◆ SOURCE EXTRACT ◆
════
I think that it is pretty clear that this is true. The administration had no substantial evidence of biological, chemical, or nuclear stockpiles or research before the war, and they haven't been able to discover any in the year that has followed. We've captured Saddam Hussein and most of his cabinet plus top government scientists, and yet we have nothing to show for it.

2. The negative impact on our relationships with other countries who will view our actions as imperialistic. Many nations view our actions as an extension of the colonialist activities of European nations for the past few centuries. Many of them see this as an attempt to impose Western cultural values on the Middle East, and see Iraq as just a starting point,

Spain recently elected a new government in large part because the previous ruler's support of military action in Iraq suddenly became the hot issue. In the buildup to the war, Germany's government was replaced for much the same reasons. It seems fairly clear that our actions in Iraq have heightened anti-American feelings abroad.
════
◆ MATERIAL PROVIDED ◆
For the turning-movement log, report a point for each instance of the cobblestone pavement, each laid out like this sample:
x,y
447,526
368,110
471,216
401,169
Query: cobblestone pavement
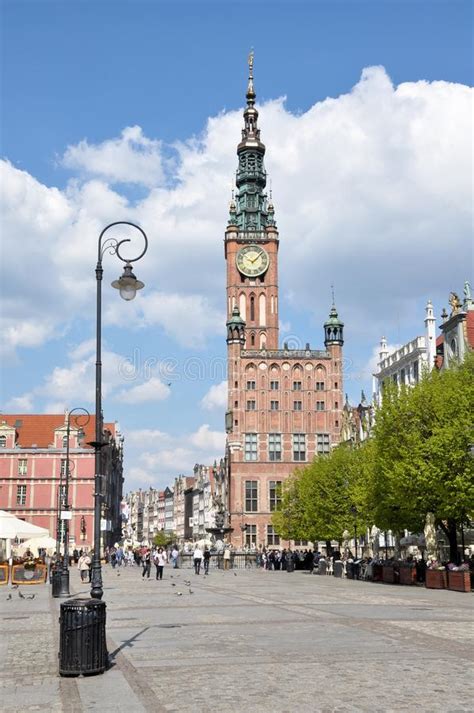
════
◆ LIST OF TASKS ◆
1/ Rewrite the Iraq war passage starting with "I think that" and going on through "show for it.", replacing "Saddam Hussein" with "the former Iraqi leader".
2/ According to the Iraq war passage, why did Spain recently elect a new government?

◆ SOLUTIONS TO THE TASKS ◆
1/
I think that it is pretty clear that this is true. The administration had no substantial evidence of biological, chemical, or nuclear stockpiles or research before the war, and they haven't been able to discover any in the year that has followed. We've captured the former Iraqi leader and most of his cabinet plus top government scientists, and yet we have nothing to show for it.

2/ Spain elected a new government in large part because the previous ruler's support of military action in Iraq suddenly became the hot issue.